* **Textauszug**
***
Am 24. Mai 1226 hatte Honorius III. – wie wir gesehen – den St.Galler Konvent aufgefordert, nach Ablauf der Abt Rudolf gewährten Frist, eine Neuwahl zu treffen. Aber noch bevor diese Frist abgelaufen war, trat Rudolfs Tod ein. Die Nachricht davon traf drei Wochen später in St.Gallen ein und sogleich schritten die Mönche zur Wahl, um Eingriffe Unberufener, vor allem der Ministerialen, zu verhindern. Am 9. Oktober 1226 wird Konrad von Bussnang gewählt. Dieser gehörte dem im Thurgau ansässigen Freiherrengeschlecht von Bussnang an. Ein Albertus de Bussnang cum filio suo Alberto erscheint 1209 in einer St.Galler Urkunde als Zeuge. Meyer hält diesen Sohn Albert für den Vater Konrads, dessen beide (später genannte) Brüder, Albert von Bussnang und Heinrich von Griessenberg, die Stammväter des in zwei Linien sich zweigenden Hauses wurden.

Konrad erscheint vor seiner Wahl1221 und 1222 als Propst. Als solcher hatte er sein Amt zu aller Zufriedenheit versehen, weshalb die Brüder ihn als einen guten Haushalter zum Abte erkoren. Conrad de Fabaria schildert ihn uns als: «etate quidem juvenis, maturus astucia, ingenio callens, forma conspicûûs, statura, que nec longa dici possit nec brevis, hilari voltu, intermixta tamen ruboris forma rigoris ad se quandam habens prenosticam, oculi roscidi formitatem et constanciam signantes viri, dira vox, in blandiendo risibilis, in exasperacione terribilis, sic tamen variabilis, ut dulcedinem dilectis, amaritudinem suspectis intermisceat» (c. 21).

Die Wahl ging – wie bemerkt – sehr rasch und in aller Heimlichkeit vor sich. Die Ministerialen darob erbost, suchten mit Waffengewalt dagegen aufzutreten, aber vergebens. Konrad erwies sich von Anfang an als der Lage gewachsen. Anfangs November 1226 suchte er den in Überlingen durchziehenden Sohn und Stellvertreter Friedrich II., König Heinrich (VII.), auf, der ihm die Regalien verlieh. Der Zumutung des Königs, Hartmann d. Ae. von Kyburg die Vogtei über die Güter im Thurgau zu überlassen, widerstand Konrad standhaft. Es gelang ihm überhaupt, die ganze Vogtei, die nach Ottos IV. Tod (1218) ledig geworden war, gegen Erlegung einer Summe als Pfand vom Reiche in seine Hände zu bekommen. Um die drückenden Schulden loszubekommen – vorab handelte es sich um jene 1400 Mark Silber, die sein Vorgänger in Italien aufgenommen und die nun eingefordert wurden – berief er Mitbrüder, Ministerialen und Bauern vor sich, schilderte ihnen die Notlage des Gotteshauses und hat um dringende Hilfe. Diese wurde ihm gewährt und so konnte er zunächst infolge eines getroffenen Übereinkommens (vom 25. Mai 1230) mit 500 Mark in Italien 1200 Mark tilgen. Damit gestaltete sich auch die finanzielle Lage des Gotteshauses erträglicher.
***
* **Verfügbare Daten**

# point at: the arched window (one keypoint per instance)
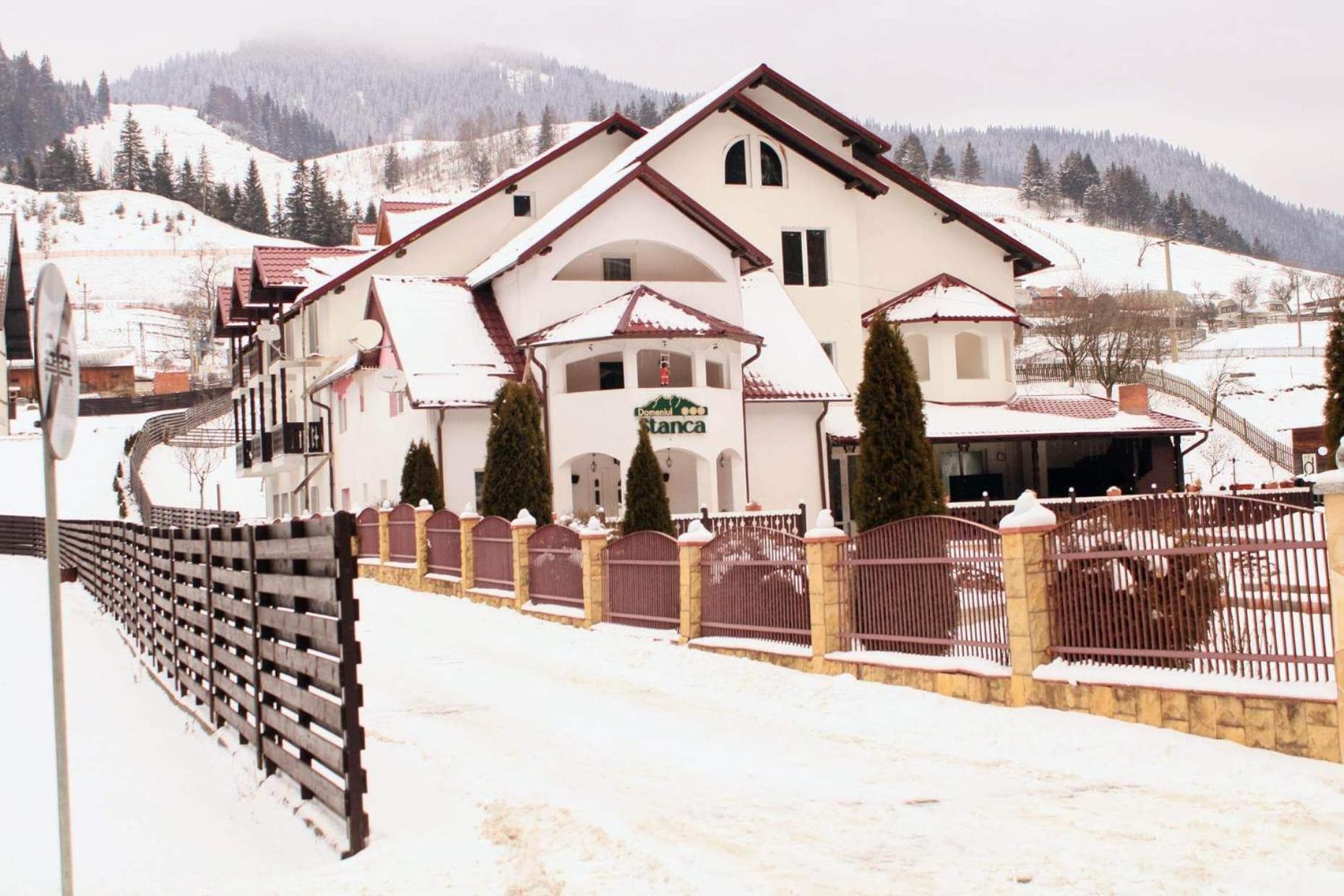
***
* **Arbeitsauftrag 1**
Erläutern Sie anhand des Textauszugs über Konrad von Bussnang in ein bis drei Sätzen, weshalb die Brüder ihn zum Abt wählten.
* **Arbeitsauftrag 2**
Beantworten Sie zum Textauszug über Konrad von Bussnang kurz:
(a) An welchem Tag wurde Konrad von Bussnang gewählt?
(b) Von wem und wo erhielt Konrad Anfang November 1226 die Regalien?
(c) Wie viele Mark konnte Konrad nach dem Übereinkommen vom 25. Mai 1230 mit 500 Mark in Italien tilgen?
* **Arbeitsauftrag 3**
Setzen Sie den Text über Abt Konrad von Bussnang im gleichen Stil nach dem letzten Satz fort.
Die Daten werden hier nicht benötigt.

* **Lösung 1**
Konrad hatte vor seiner Wahl 1221 und 1222 als Propst sein Amt zu aller Zufriedenheit versehen. Deshalb wählten ihn die Brüder als einen guten Haushalter zum Abt.

* **Lösung 2**
(a) Am 9. Oktober 1226.
(b) Von König Heinrich (VII.) in Überlingen.
(c) 1200 Mark.

* **Lösung 3**
Durch sein geschicktes Eingreifen in die Wirren im Toggenburger Grafenhause war es übrigens Konrad schon bald nach seiner Wahl gelungen, dem Kloster neuen, wichtigen Besitz zuzuführen. Am 12. Dezember 1226 hatte Diethelm (V.) von Toggenburg seinen Bruder Friedrich grausam ermorden lassen. Der Abt holte den Leichnam des Ermordeten und bestattete ihn ehrenvoll in St.Gallen. Die tiefbetrübten Eltern und Angehörigen schenkten dafür und zum Seelenheil des dem Leben so jäh Entrissenen dem Kloster das Städtchen Wil und die Stammburg Alt-Toggenburg. Der Mörder aber anerkannte die Schenkung nicht und so entspann sich in der Folge ein schlimmer Krieg mit St.Gallen. Schon in der ersten Hälfte 1227 und wiederum 1232 (s. u.) kam es zu blutigen Zusammenstössen, wobei der Abt besonders an seinen Brüdern kräftige Hilfe fand.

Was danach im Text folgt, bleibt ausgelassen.